● Supplied passage:
+++
3. Based on my knowledge, the financial statements, and other financial information included in this report, fairly present in all material respects the financial condition, results of operations and cash flows of the registrant as of, and for, the periods presented in this report;

 

4. The registrant’s other certifying officer and I are responsible for establishing and maintaining disclosure controls and procedures (as defined in Exchange Act Rules 13a-15(e) and 15d-15(e)) and internal control over financial reporting (as defined in Exchange Act Rules 13a-15(f) and 15d-15(f)) for the registrant and have:

 

  a) designed such disclosure controls and procedures, or caused such disclosure controls and procedures to be designed under our supervision, to ensure that material information relating to the registrant, including its consolidated subsidiaries, is made known to us by others within those entities, particularly during the period in which this report is being prepared;

 

  b) designed such internal control over financial reporting, or caused such internal control over financial reporting to be designed under our supervision, to provide reasonable assurance regarding the reliability of financial reporting and the preparation of the financial statements for external purposes in accordance with generally accepted accounting principles;

 

  c) evaluated the effectiveness of the registrant’s disclosure controls and procedures and presented in this report our conclusions about the effectiveness of the disclosure controls and procedures, as of the end of the period covered by this report based on such evaluation; and

 

  d) disclosed in this report any change in the registrant’s internal control over financial reporting that occurred during the registrant’s most recent fiscal quarter that has materially affected, or is reasonably likely to materially affect, the registrant’s internal control over financial reporting.
+++
● Data shown:
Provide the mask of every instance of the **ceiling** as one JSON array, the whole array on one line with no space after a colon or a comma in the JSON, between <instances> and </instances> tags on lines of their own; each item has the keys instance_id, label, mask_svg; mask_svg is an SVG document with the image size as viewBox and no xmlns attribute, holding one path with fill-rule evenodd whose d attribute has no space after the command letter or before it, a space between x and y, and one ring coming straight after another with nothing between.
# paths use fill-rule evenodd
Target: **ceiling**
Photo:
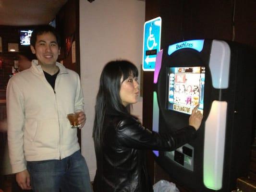
<instances>
[{"instance_id":1,"label":"ceiling","mask_svg":"<svg viewBox=\"0 0 256 192\"><path fill-rule=\"evenodd\" d=\"M0 25L47 24L67 0L0 0Z\"/></svg>"}]
</instances>

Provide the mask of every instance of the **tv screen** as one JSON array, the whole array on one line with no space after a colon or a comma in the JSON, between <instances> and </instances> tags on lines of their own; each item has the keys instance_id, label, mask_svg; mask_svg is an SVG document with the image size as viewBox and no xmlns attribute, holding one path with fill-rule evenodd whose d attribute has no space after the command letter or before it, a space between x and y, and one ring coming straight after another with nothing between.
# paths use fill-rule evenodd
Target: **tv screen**
<instances>
[{"instance_id":1,"label":"tv screen","mask_svg":"<svg viewBox=\"0 0 256 192\"><path fill-rule=\"evenodd\" d=\"M21 45L30 45L30 37L33 31L31 30L22 30L20 31L20 42Z\"/></svg>"},{"instance_id":2,"label":"tv screen","mask_svg":"<svg viewBox=\"0 0 256 192\"><path fill-rule=\"evenodd\" d=\"M199 104L198 110L204 108L205 67L169 68L167 108L191 114Z\"/></svg>"}]
</instances>

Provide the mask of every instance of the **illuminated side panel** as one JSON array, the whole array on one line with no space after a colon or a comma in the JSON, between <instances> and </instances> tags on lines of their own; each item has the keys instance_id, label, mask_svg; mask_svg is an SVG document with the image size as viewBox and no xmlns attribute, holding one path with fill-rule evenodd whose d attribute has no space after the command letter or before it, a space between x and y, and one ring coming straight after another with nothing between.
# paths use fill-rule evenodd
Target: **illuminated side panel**
<instances>
[{"instance_id":1,"label":"illuminated side panel","mask_svg":"<svg viewBox=\"0 0 256 192\"><path fill-rule=\"evenodd\" d=\"M156 132L159 132L159 107L158 103L158 95L155 91L153 93L153 131ZM157 156L159 156L158 151L153 151Z\"/></svg>"},{"instance_id":2,"label":"illuminated side panel","mask_svg":"<svg viewBox=\"0 0 256 192\"><path fill-rule=\"evenodd\" d=\"M222 187L227 103L214 101L205 123L204 183L219 190Z\"/></svg>"},{"instance_id":3,"label":"illuminated side panel","mask_svg":"<svg viewBox=\"0 0 256 192\"><path fill-rule=\"evenodd\" d=\"M204 39L191 40L170 45L168 48L168 55L171 55L174 52L184 48L193 48L201 52L204 47Z\"/></svg>"},{"instance_id":4,"label":"illuminated side panel","mask_svg":"<svg viewBox=\"0 0 256 192\"><path fill-rule=\"evenodd\" d=\"M225 41L213 40L211 46L209 67L212 85L217 89L229 87L230 65L230 48Z\"/></svg>"},{"instance_id":5,"label":"illuminated side panel","mask_svg":"<svg viewBox=\"0 0 256 192\"><path fill-rule=\"evenodd\" d=\"M157 55L156 59L156 65L155 66L155 72L154 73L154 83L156 84L158 83L158 75L161 69L161 64L162 63L162 56L163 56L163 49L161 50Z\"/></svg>"}]
</instances>

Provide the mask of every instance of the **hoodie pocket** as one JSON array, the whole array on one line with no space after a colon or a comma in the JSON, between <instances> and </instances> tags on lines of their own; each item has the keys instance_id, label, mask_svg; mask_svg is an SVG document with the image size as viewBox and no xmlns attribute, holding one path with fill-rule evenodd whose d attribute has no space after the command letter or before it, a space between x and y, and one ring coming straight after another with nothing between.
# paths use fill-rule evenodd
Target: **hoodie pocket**
<instances>
[{"instance_id":1,"label":"hoodie pocket","mask_svg":"<svg viewBox=\"0 0 256 192\"><path fill-rule=\"evenodd\" d=\"M48 119L37 121L29 120L26 124L24 136L27 135L27 138L33 144L37 147L57 147L60 140L58 120Z\"/></svg>"}]
</instances>

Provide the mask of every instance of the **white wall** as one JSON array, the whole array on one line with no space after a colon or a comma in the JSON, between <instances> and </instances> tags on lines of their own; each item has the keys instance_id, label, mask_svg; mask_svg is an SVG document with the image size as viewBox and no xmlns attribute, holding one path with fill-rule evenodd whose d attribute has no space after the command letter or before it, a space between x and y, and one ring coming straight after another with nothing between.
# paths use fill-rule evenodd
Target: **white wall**
<instances>
[{"instance_id":1,"label":"white wall","mask_svg":"<svg viewBox=\"0 0 256 192\"><path fill-rule=\"evenodd\" d=\"M92 135L100 73L106 63L120 59L140 70L145 12L145 1L138 0L80 0L81 78L87 118L82 131L82 153L91 180L97 168ZM142 119L142 97L134 105L133 113Z\"/></svg>"}]
</instances>

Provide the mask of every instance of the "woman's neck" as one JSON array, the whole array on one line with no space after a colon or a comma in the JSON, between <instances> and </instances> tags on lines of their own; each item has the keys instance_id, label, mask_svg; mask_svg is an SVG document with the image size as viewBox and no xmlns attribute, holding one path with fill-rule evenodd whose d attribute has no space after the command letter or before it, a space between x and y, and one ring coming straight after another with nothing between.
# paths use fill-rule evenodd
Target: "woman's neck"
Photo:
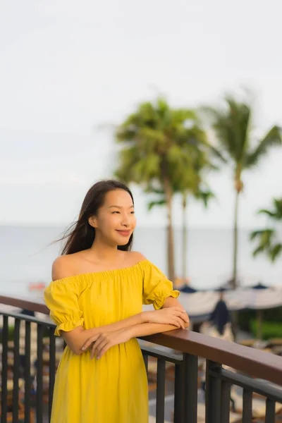
<instances>
[{"instance_id":1,"label":"woman's neck","mask_svg":"<svg viewBox=\"0 0 282 423\"><path fill-rule=\"evenodd\" d=\"M90 253L98 262L114 262L121 259L123 252L118 250L117 245L108 245L104 243L94 240L89 250Z\"/></svg>"}]
</instances>

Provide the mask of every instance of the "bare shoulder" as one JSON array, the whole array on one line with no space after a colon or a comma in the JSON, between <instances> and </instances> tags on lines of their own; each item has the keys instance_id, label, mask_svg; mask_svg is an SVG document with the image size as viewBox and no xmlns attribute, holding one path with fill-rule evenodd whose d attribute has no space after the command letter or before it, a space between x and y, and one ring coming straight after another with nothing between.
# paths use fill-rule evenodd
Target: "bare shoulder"
<instances>
[{"instance_id":1,"label":"bare shoulder","mask_svg":"<svg viewBox=\"0 0 282 423\"><path fill-rule=\"evenodd\" d=\"M134 266L134 264L137 264L139 262L147 259L141 252L139 252L139 251L128 251L127 255L130 266Z\"/></svg>"},{"instance_id":2,"label":"bare shoulder","mask_svg":"<svg viewBox=\"0 0 282 423\"><path fill-rule=\"evenodd\" d=\"M75 264L76 258L75 255L66 255L59 256L52 264L52 280L58 281L74 274Z\"/></svg>"}]
</instances>

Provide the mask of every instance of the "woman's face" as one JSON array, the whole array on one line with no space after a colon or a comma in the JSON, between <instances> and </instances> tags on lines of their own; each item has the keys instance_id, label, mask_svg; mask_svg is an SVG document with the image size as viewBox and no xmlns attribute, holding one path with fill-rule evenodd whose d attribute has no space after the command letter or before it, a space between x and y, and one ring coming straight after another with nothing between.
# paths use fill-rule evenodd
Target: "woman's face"
<instances>
[{"instance_id":1,"label":"woman's face","mask_svg":"<svg viewBox=\"0 0 282 423\"><path fill-rule=\"evenodd\" d=\"M136 226L134 206L124 190L109 191L97 216L89 219L96 237L113 245L125 245Z\"/></svg>"}]
</instances>

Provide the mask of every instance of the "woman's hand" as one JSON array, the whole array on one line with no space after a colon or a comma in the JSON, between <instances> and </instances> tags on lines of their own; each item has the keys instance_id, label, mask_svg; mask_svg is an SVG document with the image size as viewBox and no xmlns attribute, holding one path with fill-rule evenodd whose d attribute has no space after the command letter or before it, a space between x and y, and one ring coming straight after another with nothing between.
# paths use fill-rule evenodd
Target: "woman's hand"
<instances>
[{"instance_id":1,"label":"woman's hand","mask_svg":"<svg viewBox=\"0 0 282 423\"><path fill-rule=\"evenodd\" d=\"M185 329L189 324L189 317L183 309L180 307L168 307L160 310L147 312L148 323L159 323L172 324L178 328Z\"/></svg>"},{"instance_id":2,"label":"woman's hand","mask_svg":"<svg viewBox=\"0 0 282 423\"><path fill-rule=\"evenodd\" d=\"M128 328L118 331L100 332L90 336L82 348L83 351L91 348L90 358L101 358L104 354L114 345L123 343L130 339L130 333Z\"/></svg>"}]
</instances>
+++
● What you will do:
1. In the certification text on financial reporting, translate this sentence into Spanish: "Based on my knowledge, the financial statements, and other financial information included in this report, fairly present in all material respects the financial condition, results of operations and cash flows of the registrant as of, and for, the periods presented in this report;"
2. Write the next part of the certification text on financial reporting, picking up after its last sentence.

● Answers by item number:
1. Según mi conocimiento, los estados financieros y demás información financiera incluidos en este informe presentan razonablemente, en todos los aspectos materiales, la situación financiera, los resultados de operaciones y los flujos de efectivo del registrante a las fechas de los períodos presentados en este informe y para dichos períodos;

2.
 

5. The registrant’s other certifying officer and I have disclosed, based on our most recent evaluation of internal control over financial reporting, to the registrant’s auditors and the audit committee of the registrant’s Board of Directors (or persons performing the equivalent functions):

 

  a) all significant deficiencies and material weaknesses in the design or operations of internal control over financial reporting which are reasonably likely to adversely affect the registrant’s ability to record, process, summarize and report financial information; and

 

  b) any fraud, whether or not material, that involves management or other employees who have a significant role in the registrant’s internal control over financial reporting.

Date: August 14, 2014

 

/s/ Robert W. Cook

Robert W. Cook
Chief Financial Officer
(Principal Financial Officer)
EX-32.1

Exhibit 32.1

MELA SCIENCES, INC.

CERTIFICATION PURSUANT TO

18 U.S.C. SECTION 1350,

AS ADOPTED PURSUANT TO

SECTION 906 OF THE SARBANES-OXLEY ACT OF 2002

Each of the undersigned officers of MELA Sciences, Inc. (the “Company”) hereby certifies to the officer’s knowledge that the Company’s quarterly report on Form 10-Q for the period ended June 30, 2014 (the “Report”), as filed with the Securities and Exchange Commission on the date hereof, fully complies with the requirements of Section 13(a) or 15(d), as applicable, of the Securities Exchange Act of 1934, as amended, and that the information contained in the Report fairly presents, in all material respects, the financial condition and results of operations of the Company.

 

/s/ Rose Crane

Rose Crane
Chief Executive Officer
(Principal Executive Officer)
August 14, 2014

/s/ Robert W. Cook

Robert W. Cook
Chief Financial Officer
(Principal Financial Officer)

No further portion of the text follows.